Turn the lines of the records below into a Markdown table with the columns Row and Line. Begin with the line that contains "Each instance of the tree" and continue through the line that contains "pixel 146 169". Give each line its own numbered row, and omit blank lines.

BEGIN Records for processing

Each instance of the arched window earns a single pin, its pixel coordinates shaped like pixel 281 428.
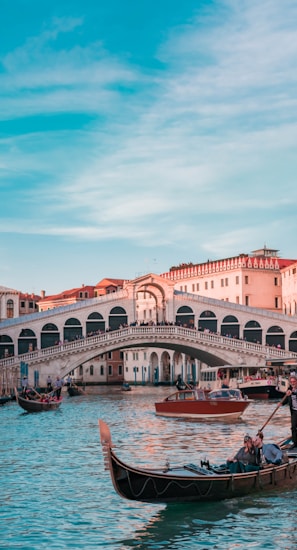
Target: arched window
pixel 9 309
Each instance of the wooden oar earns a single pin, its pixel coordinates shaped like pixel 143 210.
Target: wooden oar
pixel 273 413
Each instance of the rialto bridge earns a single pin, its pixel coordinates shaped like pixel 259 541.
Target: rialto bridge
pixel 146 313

END Records for processing
BEGIN Records for processing

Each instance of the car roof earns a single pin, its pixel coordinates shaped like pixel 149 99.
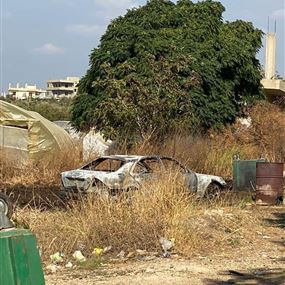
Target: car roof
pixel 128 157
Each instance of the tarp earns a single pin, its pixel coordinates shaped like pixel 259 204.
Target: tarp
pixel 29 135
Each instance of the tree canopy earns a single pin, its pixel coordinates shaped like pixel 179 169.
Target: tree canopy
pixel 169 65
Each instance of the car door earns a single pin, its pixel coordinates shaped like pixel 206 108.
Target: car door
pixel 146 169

END Records for processing

▶ Worked answer:
| Row | Line |
|---|---|
| 1 | Each instance of the tree canopy earns a single pin, its pixel coordinates shaped like pixel 179 169. |
| 2 | Target: tree canopy |
| 3 | pixel 169 65 |
| 4 | Each instance of the car door earns a single pin, its pixel coordinates shaped like pixel 206 108. |
| 5 | Target: car door |
| 6 | pixel 146 169 |